Render the records as a JSON list of strings, starting with the line that contains "Locate all occurrences of woman in beige" and going on through the line that contains "[304,439,332,527]", with one string per line and blank lines left out.

** Start **

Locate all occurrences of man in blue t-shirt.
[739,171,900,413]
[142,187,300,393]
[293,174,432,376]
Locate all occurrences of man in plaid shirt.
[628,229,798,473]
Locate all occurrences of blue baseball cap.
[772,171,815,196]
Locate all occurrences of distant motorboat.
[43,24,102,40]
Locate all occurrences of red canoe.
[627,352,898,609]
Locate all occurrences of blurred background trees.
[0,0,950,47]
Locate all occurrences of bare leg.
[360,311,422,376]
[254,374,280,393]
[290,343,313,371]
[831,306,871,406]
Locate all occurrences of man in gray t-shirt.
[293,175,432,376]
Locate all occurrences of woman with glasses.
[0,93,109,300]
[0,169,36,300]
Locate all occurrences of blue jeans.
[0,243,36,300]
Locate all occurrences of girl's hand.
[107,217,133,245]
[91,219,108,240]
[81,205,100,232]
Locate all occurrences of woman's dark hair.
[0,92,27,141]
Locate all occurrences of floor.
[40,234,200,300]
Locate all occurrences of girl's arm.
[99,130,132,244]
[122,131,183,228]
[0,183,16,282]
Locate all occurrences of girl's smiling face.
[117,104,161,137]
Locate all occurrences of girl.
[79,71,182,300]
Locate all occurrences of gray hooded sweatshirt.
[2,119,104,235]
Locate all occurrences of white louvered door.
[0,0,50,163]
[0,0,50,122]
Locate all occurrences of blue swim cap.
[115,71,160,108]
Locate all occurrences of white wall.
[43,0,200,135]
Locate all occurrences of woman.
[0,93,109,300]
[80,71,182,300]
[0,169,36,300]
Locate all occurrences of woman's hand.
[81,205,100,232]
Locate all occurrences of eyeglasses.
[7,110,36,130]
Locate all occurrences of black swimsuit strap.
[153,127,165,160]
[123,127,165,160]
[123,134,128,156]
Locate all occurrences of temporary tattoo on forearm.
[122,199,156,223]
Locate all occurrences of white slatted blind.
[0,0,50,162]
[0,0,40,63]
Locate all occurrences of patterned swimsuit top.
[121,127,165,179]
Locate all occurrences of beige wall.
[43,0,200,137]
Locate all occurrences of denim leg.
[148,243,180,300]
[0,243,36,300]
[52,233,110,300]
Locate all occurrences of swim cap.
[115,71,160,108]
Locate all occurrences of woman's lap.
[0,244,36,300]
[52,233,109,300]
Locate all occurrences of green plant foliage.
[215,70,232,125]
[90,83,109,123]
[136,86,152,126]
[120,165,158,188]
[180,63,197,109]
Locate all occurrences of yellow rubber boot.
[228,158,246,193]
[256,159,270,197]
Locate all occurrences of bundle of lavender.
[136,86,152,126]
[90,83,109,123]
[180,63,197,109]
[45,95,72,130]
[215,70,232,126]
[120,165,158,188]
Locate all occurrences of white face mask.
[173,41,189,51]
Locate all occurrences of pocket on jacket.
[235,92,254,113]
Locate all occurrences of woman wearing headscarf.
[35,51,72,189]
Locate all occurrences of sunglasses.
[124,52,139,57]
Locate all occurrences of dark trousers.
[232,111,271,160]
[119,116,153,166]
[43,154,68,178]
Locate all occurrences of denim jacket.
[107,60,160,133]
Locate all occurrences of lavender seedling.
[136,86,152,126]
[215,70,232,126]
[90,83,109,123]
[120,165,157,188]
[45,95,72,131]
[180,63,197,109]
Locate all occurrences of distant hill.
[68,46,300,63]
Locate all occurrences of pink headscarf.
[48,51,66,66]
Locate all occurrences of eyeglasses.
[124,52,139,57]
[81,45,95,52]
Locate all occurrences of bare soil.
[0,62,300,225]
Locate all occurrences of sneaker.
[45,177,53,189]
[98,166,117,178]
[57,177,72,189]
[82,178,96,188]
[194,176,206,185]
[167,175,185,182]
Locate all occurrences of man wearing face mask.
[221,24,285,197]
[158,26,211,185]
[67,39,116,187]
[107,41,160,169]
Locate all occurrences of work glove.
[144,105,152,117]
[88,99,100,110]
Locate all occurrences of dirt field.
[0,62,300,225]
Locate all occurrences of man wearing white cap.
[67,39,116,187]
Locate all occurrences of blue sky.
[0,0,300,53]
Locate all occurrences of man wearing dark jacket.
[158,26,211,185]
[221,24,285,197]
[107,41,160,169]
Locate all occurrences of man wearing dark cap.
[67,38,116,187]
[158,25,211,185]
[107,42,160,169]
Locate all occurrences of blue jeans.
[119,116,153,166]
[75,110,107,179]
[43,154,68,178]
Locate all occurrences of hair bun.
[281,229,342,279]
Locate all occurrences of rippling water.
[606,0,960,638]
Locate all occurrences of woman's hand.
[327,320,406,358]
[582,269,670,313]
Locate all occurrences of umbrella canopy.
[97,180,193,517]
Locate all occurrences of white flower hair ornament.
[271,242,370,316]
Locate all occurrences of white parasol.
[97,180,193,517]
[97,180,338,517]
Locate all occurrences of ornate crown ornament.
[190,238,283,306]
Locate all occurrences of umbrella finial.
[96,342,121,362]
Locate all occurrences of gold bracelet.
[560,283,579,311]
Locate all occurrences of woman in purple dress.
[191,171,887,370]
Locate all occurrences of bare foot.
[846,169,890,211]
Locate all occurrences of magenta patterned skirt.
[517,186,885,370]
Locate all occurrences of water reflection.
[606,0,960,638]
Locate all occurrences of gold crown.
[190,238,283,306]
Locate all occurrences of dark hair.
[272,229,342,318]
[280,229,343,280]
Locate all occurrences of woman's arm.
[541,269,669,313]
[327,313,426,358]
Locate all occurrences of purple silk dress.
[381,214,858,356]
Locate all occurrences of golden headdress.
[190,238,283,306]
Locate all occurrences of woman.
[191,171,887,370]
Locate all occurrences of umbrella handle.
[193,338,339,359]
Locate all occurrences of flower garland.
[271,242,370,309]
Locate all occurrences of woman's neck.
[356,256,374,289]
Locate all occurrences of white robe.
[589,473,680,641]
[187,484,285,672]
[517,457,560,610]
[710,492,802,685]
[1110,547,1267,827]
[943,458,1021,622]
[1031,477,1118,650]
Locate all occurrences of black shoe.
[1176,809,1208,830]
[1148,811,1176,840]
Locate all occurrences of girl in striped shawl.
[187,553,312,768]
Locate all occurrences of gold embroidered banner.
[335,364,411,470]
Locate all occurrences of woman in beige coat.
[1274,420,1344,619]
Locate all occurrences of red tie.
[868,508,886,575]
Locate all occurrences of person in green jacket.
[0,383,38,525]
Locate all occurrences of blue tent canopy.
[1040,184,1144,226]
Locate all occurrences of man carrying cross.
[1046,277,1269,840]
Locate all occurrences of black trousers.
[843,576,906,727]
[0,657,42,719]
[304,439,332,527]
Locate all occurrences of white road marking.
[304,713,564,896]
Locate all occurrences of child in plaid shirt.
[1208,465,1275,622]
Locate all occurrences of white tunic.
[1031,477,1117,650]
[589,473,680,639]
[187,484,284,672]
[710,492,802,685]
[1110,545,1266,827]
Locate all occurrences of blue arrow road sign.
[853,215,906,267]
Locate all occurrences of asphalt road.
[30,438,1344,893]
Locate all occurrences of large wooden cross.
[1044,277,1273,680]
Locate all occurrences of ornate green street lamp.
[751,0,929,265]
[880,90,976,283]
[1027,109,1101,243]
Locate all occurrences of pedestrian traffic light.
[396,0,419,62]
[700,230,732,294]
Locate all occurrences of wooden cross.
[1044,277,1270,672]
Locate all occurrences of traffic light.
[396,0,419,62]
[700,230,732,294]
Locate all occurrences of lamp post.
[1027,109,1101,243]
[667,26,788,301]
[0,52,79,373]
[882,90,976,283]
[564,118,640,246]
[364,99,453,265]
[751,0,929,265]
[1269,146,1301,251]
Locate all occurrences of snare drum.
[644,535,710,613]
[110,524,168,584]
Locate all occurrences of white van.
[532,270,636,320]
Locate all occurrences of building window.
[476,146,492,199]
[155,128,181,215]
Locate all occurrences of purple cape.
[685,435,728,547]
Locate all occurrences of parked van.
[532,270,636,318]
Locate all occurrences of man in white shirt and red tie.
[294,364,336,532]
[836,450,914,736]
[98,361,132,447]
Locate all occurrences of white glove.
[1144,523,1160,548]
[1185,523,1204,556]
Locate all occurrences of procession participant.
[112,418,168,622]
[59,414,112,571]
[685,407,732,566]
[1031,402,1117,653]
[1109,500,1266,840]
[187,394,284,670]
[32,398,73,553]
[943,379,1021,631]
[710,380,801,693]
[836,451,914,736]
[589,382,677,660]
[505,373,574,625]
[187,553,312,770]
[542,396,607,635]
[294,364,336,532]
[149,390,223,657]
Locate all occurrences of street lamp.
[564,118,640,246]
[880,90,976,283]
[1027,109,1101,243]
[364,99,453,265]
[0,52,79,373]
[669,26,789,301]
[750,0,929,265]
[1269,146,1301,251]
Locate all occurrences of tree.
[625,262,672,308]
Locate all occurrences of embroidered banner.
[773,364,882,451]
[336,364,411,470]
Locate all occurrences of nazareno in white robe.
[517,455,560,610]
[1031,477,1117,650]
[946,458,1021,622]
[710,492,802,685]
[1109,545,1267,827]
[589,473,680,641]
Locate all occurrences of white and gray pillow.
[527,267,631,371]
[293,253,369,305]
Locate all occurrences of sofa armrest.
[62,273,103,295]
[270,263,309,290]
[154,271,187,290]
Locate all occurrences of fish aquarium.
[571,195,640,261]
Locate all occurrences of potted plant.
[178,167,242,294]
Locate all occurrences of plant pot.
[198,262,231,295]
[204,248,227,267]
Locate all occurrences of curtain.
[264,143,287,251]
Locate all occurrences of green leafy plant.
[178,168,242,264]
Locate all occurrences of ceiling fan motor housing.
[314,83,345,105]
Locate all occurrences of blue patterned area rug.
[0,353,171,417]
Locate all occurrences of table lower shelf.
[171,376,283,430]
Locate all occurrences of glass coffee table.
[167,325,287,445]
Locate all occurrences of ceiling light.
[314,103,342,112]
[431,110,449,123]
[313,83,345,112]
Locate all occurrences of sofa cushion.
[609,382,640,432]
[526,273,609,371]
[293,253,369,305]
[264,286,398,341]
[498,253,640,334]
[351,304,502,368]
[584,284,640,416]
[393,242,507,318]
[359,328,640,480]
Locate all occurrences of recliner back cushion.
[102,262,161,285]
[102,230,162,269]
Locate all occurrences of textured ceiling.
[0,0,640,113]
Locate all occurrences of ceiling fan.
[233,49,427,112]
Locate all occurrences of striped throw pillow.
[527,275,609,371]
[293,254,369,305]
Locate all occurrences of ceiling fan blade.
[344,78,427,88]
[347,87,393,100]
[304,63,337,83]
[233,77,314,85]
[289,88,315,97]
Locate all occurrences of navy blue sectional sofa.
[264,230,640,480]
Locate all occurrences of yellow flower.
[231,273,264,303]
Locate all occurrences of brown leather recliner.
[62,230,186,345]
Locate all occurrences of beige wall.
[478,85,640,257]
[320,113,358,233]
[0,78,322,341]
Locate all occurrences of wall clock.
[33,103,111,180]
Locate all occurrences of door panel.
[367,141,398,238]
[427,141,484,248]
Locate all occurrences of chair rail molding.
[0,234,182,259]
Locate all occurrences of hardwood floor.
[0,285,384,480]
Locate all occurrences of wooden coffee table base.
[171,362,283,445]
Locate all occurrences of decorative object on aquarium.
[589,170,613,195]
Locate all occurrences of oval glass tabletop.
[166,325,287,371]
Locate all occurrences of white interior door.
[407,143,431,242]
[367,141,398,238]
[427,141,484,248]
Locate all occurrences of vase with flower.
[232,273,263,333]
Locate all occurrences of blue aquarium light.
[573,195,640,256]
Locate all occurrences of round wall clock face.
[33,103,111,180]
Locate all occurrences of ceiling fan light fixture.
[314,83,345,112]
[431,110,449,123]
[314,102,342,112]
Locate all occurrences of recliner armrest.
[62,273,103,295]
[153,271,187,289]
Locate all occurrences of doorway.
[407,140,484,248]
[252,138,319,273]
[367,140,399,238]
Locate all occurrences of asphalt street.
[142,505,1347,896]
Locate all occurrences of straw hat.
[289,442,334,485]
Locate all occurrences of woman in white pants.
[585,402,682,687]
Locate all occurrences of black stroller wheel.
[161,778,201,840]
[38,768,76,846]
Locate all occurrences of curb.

** End **

• [REPLY TO THE TASK]
[
  "Locate all occurrences of woman in beige coat.",
  "[1274,420,1344,619]",
  "Locate all occurrences of red tie.",
  "[868,508,886,575]",
  "Locate all occurrences of person in green jacket.",
  "[0,383,38,525]",
  "Locate all occurrences of blue tent canopy.",
  "[1040,184,1144,226]",
  "Locate all occurrences of man carrying cross.",
  "[1046,277,1269,840]",
  "Locate all occurrences of black trousers.",
  "[843,576,906,727]",
  "[0,657,42,719]",
  "[304,439,332,527]"
]